** Aim of the task **
Nothing but the lines from the line with "Expected: for each instance of the front" to the end of the records below should appear in the answer, each exactly as given.

Data items
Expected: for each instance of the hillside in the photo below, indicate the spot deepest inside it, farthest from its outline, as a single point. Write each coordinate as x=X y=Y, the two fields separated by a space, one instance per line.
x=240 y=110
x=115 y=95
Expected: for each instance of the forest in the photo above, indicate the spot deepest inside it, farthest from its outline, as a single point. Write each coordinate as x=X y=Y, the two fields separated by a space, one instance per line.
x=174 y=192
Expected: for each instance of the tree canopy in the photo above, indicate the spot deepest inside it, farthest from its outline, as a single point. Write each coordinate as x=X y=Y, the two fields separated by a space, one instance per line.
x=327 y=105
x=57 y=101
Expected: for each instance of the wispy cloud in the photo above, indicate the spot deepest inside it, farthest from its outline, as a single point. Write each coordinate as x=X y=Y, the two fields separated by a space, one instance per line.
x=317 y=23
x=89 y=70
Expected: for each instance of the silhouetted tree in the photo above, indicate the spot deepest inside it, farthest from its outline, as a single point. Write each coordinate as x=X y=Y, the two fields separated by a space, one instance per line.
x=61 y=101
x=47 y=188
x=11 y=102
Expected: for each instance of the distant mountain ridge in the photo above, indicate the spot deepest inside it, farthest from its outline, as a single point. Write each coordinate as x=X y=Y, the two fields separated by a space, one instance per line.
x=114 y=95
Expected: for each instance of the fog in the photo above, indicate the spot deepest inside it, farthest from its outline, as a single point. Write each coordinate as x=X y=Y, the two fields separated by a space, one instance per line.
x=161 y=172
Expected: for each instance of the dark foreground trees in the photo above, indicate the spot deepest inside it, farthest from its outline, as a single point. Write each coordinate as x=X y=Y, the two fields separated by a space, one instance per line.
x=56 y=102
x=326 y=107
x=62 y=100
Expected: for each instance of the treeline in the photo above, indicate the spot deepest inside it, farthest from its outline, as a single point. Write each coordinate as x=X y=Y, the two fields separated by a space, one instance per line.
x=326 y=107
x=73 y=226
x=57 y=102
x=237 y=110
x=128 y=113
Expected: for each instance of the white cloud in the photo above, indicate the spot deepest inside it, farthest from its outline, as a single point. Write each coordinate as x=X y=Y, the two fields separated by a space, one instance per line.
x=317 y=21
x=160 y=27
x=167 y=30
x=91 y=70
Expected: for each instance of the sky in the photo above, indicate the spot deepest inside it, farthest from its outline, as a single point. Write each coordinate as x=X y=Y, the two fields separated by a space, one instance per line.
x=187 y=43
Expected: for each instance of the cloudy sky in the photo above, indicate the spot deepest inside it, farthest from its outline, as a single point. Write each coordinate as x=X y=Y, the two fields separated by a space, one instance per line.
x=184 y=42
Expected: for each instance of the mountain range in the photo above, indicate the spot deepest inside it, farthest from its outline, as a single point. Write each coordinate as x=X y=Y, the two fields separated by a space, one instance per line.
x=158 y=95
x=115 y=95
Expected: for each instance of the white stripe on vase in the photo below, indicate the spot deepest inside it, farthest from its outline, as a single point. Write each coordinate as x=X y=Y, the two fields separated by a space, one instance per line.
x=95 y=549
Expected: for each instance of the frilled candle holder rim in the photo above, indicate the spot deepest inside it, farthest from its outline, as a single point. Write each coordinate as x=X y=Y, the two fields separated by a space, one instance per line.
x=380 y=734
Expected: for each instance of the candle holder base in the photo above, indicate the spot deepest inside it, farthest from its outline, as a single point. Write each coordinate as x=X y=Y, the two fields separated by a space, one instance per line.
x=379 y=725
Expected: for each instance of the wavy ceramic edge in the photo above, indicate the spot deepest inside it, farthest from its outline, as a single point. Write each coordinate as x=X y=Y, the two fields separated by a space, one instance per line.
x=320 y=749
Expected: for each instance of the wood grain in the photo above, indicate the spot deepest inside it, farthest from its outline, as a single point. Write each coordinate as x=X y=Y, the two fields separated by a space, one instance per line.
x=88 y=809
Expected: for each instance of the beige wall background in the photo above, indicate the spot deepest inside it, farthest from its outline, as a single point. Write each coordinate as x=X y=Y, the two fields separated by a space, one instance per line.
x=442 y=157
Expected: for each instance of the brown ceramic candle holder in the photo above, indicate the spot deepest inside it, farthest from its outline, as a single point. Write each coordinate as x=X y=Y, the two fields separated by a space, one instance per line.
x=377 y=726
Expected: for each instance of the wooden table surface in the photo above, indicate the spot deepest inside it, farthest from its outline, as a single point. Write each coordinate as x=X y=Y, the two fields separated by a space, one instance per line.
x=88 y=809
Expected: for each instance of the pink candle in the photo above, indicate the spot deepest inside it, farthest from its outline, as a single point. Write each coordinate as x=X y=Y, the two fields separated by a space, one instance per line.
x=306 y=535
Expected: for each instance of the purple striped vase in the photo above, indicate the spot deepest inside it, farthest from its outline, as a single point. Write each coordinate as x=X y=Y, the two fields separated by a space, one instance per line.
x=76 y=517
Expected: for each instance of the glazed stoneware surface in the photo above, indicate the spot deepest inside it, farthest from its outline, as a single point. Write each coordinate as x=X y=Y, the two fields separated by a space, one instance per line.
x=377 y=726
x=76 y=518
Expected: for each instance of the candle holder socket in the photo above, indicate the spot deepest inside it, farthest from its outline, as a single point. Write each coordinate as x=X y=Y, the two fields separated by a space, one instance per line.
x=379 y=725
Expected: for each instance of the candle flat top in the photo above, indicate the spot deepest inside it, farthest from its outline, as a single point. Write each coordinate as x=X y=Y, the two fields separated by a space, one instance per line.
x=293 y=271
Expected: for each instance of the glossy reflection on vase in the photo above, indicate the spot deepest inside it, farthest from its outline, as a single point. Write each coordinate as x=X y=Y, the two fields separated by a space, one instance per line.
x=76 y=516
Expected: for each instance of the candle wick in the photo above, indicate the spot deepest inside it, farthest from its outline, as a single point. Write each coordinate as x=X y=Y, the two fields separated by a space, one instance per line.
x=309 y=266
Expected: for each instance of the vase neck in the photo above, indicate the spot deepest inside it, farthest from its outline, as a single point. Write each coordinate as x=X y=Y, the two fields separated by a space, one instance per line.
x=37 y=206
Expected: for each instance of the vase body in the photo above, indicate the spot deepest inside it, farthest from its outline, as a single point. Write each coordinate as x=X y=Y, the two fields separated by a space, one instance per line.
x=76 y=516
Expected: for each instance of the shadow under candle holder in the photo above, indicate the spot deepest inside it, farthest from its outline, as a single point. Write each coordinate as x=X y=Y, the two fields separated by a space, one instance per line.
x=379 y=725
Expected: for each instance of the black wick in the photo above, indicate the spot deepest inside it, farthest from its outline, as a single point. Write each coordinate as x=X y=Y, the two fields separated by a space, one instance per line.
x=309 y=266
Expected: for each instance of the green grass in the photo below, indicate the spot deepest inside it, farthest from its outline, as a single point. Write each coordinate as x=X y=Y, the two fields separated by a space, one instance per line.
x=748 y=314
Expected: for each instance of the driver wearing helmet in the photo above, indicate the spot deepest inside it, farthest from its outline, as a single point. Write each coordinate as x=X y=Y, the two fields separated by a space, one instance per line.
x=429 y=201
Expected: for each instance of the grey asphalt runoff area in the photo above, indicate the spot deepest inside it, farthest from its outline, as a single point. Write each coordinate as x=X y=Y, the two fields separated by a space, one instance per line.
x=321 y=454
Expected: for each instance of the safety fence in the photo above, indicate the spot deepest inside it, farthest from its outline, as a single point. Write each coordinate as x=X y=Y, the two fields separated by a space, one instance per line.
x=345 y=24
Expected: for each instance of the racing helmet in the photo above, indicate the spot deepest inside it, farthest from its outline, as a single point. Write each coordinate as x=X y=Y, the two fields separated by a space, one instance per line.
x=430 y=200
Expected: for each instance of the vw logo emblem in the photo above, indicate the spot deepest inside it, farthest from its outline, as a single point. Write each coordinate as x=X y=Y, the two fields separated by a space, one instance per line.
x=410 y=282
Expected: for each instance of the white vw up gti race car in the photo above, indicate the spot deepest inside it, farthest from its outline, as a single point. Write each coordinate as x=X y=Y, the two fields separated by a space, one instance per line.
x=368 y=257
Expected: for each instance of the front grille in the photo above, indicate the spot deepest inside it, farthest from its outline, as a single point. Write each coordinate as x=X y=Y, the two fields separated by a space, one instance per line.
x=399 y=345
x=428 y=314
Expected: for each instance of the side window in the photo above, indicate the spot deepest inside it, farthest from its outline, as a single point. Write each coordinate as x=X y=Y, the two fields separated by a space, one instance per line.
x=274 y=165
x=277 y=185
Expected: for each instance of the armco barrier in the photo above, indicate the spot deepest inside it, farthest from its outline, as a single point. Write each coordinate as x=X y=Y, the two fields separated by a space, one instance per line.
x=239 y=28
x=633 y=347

** Exercise answer **
Expected: for each instance of the front grille in the photo above, indicate the spot deepest inside it, farthest from its outline, as a single point. Write each coordinate as x=X y=Y, the two fields separated by a space, one instance per line.
x=399 y=345
x=428 y=314
Expected: for each instance of the side window in the photo above, indicate the spot deepest inside it, farthest from its outline, as a single point. Write each coordinate as x=X y=Y, the two fields separated by a space, one instance per line.
x=274 y=165
x=277 y=185
Expected: for each instance of the armco barrier in the photo above, indicate the spot deepest inside it, farthest from its outline, as a single point. Write each coordinate as x=X y=Y, the two fields separated by a space, one instance per line.
x=239 y=28
x=633 y=347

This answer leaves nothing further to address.